[Point labeling examples]
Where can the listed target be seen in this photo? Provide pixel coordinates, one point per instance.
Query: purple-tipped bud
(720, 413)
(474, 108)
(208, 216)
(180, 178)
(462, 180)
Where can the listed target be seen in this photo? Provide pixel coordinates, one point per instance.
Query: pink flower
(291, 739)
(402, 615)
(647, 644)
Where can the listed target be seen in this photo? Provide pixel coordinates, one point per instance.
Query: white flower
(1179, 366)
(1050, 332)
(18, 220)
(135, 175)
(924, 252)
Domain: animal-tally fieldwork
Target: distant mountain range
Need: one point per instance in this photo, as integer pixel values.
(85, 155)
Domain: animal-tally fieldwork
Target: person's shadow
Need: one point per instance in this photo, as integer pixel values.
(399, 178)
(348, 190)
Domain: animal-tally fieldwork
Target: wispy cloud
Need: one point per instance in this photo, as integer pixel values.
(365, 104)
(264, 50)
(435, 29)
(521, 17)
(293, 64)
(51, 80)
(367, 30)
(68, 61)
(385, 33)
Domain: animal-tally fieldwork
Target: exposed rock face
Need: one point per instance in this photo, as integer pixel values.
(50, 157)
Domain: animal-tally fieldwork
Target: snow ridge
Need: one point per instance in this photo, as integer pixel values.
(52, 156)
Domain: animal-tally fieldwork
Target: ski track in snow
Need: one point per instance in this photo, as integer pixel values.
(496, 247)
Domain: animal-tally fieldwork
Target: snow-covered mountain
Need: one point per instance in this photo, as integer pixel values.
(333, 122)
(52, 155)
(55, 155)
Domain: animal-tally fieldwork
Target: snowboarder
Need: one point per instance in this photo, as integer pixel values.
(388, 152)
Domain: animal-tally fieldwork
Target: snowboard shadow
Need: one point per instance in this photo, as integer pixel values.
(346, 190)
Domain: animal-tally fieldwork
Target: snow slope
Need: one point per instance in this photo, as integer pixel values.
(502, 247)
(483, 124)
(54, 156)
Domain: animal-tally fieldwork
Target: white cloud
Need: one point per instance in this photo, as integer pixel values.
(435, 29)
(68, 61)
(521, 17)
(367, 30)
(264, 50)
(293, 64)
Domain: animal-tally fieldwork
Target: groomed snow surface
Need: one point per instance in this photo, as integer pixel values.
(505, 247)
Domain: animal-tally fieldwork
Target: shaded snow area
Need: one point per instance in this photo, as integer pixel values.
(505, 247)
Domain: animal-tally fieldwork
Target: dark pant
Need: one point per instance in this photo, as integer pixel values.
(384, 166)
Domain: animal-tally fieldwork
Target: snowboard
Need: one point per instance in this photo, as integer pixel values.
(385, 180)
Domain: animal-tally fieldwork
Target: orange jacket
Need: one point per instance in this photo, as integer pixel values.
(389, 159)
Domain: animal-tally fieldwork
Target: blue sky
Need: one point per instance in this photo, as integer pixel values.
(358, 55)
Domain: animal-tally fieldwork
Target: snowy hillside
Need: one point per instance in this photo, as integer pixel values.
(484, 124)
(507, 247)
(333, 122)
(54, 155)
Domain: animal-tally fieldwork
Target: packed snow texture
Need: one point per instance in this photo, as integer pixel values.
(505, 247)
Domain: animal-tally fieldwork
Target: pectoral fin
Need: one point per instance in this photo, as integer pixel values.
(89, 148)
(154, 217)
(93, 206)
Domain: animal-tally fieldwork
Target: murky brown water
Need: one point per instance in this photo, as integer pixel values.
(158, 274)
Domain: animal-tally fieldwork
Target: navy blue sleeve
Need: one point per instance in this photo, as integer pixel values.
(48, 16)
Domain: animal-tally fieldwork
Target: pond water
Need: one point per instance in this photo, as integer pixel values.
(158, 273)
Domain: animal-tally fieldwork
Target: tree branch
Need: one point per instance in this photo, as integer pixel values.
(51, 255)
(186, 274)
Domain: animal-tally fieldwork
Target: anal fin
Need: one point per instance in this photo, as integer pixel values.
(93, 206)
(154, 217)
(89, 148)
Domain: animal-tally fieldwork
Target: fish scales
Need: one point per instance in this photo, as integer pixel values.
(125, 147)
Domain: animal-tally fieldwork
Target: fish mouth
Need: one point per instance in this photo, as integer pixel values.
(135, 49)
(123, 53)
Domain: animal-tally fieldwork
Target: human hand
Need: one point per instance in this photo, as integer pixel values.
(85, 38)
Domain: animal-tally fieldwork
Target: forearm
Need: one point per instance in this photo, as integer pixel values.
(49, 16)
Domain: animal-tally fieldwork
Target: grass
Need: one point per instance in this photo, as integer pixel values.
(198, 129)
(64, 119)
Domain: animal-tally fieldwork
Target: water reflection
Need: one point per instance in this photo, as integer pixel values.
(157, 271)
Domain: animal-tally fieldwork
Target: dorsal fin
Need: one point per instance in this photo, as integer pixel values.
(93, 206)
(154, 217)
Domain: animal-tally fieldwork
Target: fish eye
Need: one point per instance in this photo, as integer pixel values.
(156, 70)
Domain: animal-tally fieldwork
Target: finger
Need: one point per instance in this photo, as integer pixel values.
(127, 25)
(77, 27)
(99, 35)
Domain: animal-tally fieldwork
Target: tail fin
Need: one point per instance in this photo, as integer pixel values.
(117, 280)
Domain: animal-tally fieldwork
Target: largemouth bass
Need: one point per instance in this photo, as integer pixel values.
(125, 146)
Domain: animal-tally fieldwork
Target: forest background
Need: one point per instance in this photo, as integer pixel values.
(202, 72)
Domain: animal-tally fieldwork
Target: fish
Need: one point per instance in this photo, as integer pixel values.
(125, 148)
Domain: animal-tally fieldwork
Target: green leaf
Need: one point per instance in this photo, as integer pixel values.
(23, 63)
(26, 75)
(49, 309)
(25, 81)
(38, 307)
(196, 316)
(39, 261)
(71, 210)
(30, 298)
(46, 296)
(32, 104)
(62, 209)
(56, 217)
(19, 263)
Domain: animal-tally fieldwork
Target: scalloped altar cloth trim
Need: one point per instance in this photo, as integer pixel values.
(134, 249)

■ What is being asked:
Write every entry out again exactly.

■ Full answer:
Where can the listed target be seen in this photo? Provide pixel coordinates, one point per instance.
Query: purple-tipped bud
(720, 413)
(474, 108)
(208, 216)
(180, 178)
(462, 180)
Where can the listed target be seen in this photo? Provide pixel coordinates, one point per instance.
Query: pink flower
(291, 739)
(402, 615)
(647, 644)
Where can the listed target be seen in this photo? Provide pixel coordinates, one point per instance.
Query: white flower
(1179, 366)
(1050, 332)
(18, 220)
(135, 175)
(924, 252)
Domain: animal-tally fieldwork
Target: distant mountain range
Need: one point per instance in this photo, as integer pixel values.
(85, 155)
Domain: animal-tally fieldwork
Target: person's shadow
Need: one point per instance in this photo, as integer pixel values.
(399, 178)
(348, 190)
Domain: animal-tally fieldwork
Target: wispy cloud
Need: one point per instance in this photo, as integer pixel values.
(365, 104)
(264, 50)
(435, 29)
(521, 17)
(293, 64)
(51, 80)
(367, 30)
(68, 61)
(385, 33)
Domain: animal-tally fieldwork
Target: exposed rock face
Need: one point per instance in this photo, as integer pixel values.
(50, 157)
Domain: animal-tally fieldwork
Target: snow ridge
Need: one point per instance in this photo, as integer pixel values.
(52, 156)
Domain: animal-tally fieldwork
Target: ski track in snow
Need: one point per instance in this photo, as integer pixel values.
(496, 247)
Domain: animal-tally fieldwork
Target: snow-covered mountain
Need: one point per instance in this photo, as integer pixel values.
(333, 122)
(52, 155)
(55, 155)
Domain: animal-tally fieldwork
Target: snowboarder
Need: one point per instance in this photo, as integer pixel values.
(388, 152)
Domain: animal-tally fieldwork
Target: snowboard shadow
Need: one point per instance in this photo, as integer pixel values.
(346, 190)
Domain: animal-tally fieldwork
Target: snow slope
Need: one point per instance in this photo, as integer pixel values.
(502, 247)
(483, 124)
(54, 156)
Domain: animal-tally fieldwork
Target: white cloud
Need: one point per instance in this photo, as integer pixel values.
(435, 29)
(68, 61)
(521, 17)
(367, 30)
(264, 50)
(293, 64)
Domain: animal-tally fieldwork
Target: groomed snow surface
Need: one point per instance in this photo, as integer pixel values.
(505, 247)
Domain: animal-tally fieldwork
Target: shaded snow area
Need: one point per instance in this photo, as integer pixel values.
(505, 247)
Domain: animal-tally fieldwork
Target: dark pant
Need: one point per instance in this photo, as integer pixel values.
(384, 166)
Domain: animal-tally fieldwork
Target: snowboard
Need: one point per instance in this photo, as integer pixel values.
(385, 180)
Domain: animal-tally fieldwork
Target: orange jacket
Need: one point per instance in this photo, as integer pixel values.
(389, 159)
Domain: animal-tally fieldwork
Target: blue sky
Need: one point per instance in this photo, as integer pixel values.
(358, 55)
Domain: animal-tally fieldwork
Target: snowy hillside
Need: one point per instance in this photo, as integer pixel values.
(484, 124)
(507, 247)
(333, 122)
(54, 155)
Domain: animal-tally fieldwork
Target: packed snow texture
Need: one point per instance in this photo, as integer pixel values.
(505, 247)
Domain: animal-tally fieldwork
Target: pectoral fin
Need: one point per instance in this photo, as integer pixel values.
(89, 148)
(154, 217)
(93, 206)
Domain: animal-tally fieldwork
Target: murky brown water
Need: one point per instance in this photo, as integer pixel values.
(158, 274)
Domain: animal-tally fieldwork
Target: navy blue sleeve
Need: one point per instance in this photo, as integer pixel values.
(48, 16)
Domain: animal-tally fieldwork
Target: pond water
Need: one point per instance in this photo, as integer pixel values.
(158, 273)
Domain: animal-tally fieldwork
Target: tree branch
Need: one point per instance in this photo, as integer pixel values.
(51, 255)
(186, 274)
Domain: animal-tally fieldwork
Target: anal fin
Need: one point per instance in this photo, as integer pixel values.
(93, 206)
(154, 217)
(89, 148)
Domain: animal-tally fieldwork
Target: fish scales
Need: one point per instance in this photo, as integer pixel values.
(125, 147)
Domain: animal-tally fieldwork
Target: fish mouth
Need: one point per instance in this photo, as integer pixel values.
(135, 49)
(123, 53)
Domain: animal-tally fieldwork
Target: human hand
Need: one point per instance in this photo, as integer pixel values.
(85, 38)
Domain: animal-tally fieldwork
Target: forearm
Need: one point per instance in this photo, as integer pixel values.
(49, 16)
Domain: animal-tally fieldwork
Target: grass
Need: one point per instance in this photo, as integer pixel values.
(198, 129)
(64, 119)
Domain: animal-tally fieldwork
Target: water reflection
Need: one point per instance in this photo, as integer pixel values.
(157, 271)
Domain: animal-tally fieldwork
Target: dorsal fin
Need: one point per instance in this photo, as integer pixel values.
(93, 206)
(154, 217)
Domain: animal-tally fieldwork
Target: fish eye
Need: one point per instance in this photo, as integer pixel values.
(156, 70)
Domain: animal-tally fieldwork
Target: finger
Need: one point per instance in this photo, as integer pixel values.
(127, 25)
(77, 27)
(99, 35)
Domain: animal-tally fieldwork
Target: tail fin
Need: one point per instance in this photo, as integer pixel values.
(117, 280)
Domain: animal-tally fieldwork
Target: largemouth bass
Need: one point per instance in this photo, as integer pixel values.
(125, 146)
Domain: animal-tally fieldwork
Target: forest background
Need: one point per instance in this photo, as integer pixel values.
(202, 72)
Domain: animal-tally fieldwork
Target: fish
Need: one point per instance in this photo, as integer pixel values.
(125, 148)
Domain: animal-tally fieldwork
Target: green leaf
Need: one point per instance in this photo, as integer pixel values.
(23, 63)
(26, 75)
(49, 309)
(25, 81)
(38, 307)
(196, 316)
(39, 261)
(71, 210)
(30, 298)
(46, 296)
(32, 104)
(62, 209)
(56, 217)
(19, 263)
Domain: animal-tally fieldwork
Target: scalloped altar cloth trim
Need: one point per instance in this photo, as integer pixel values.
(134, 249)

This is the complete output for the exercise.